### RECORDS SHOWN ###

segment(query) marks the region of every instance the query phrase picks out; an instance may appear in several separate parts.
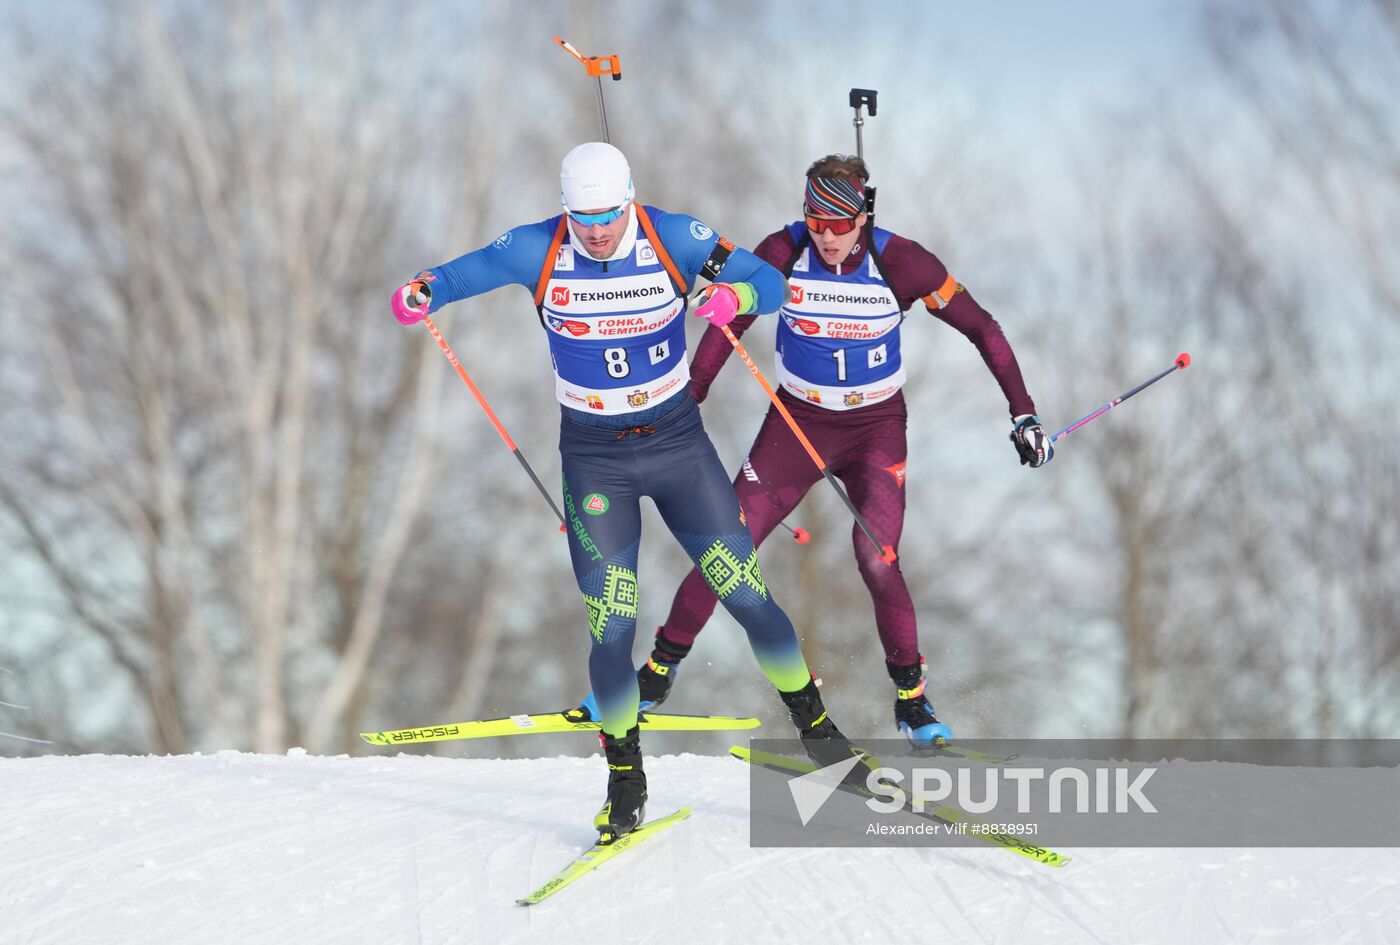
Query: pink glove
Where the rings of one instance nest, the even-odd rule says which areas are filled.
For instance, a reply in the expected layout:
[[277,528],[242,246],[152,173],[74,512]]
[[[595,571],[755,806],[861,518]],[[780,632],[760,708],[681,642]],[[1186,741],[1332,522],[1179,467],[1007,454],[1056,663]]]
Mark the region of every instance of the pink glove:
[[705,302],[695,314],[716,328],[728,325],[739,314],[739,293],[727,282],[716,282],[705,290]]
[[433,301],[433,290],[428,285],[437,276],[422,272],[418,278],[411,282],[405,282],[394,292],[389,299],[389,307],[394,310],[394,317],[404,325],[416,325],[423,320],[423,316],[428,314],[428,306]]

###

▶ WHAT TO DO
Transcribe the data exactly, minus any images.

▶ RESPONSE AREA
segment(query) marks the region of every instance the query phrase picks out; an instance may appear in several separate parts.
Query: pink glove
Where the rings of one instance nest, the even-odd rule says which areas are filled.
For instance, a reply in the expected layout:
[[277,528],[242,246],[152,173],[74,512]]
[[[595,571],[755,806],[861,518]],[[780,632],[760,708],[681,642]],[[1186,741],[1332,522],[1179,467],[1007,454],[1056,663]]]
Mark the region of every instance of the pink glove:
[[705,302],[695,314],[716,328],[728,325],[739,314],[739,293],[727,282],[716,282],[705,290]]
[[433,301],[433,290],[428,285],[437,276],[422,272],[418,278],[411,282],[405,282],[394,292],[389,299],[389,307],[394,310],[394,317],[404,325],[416,325],[423,320],[423,316],[428,314],[428,306]]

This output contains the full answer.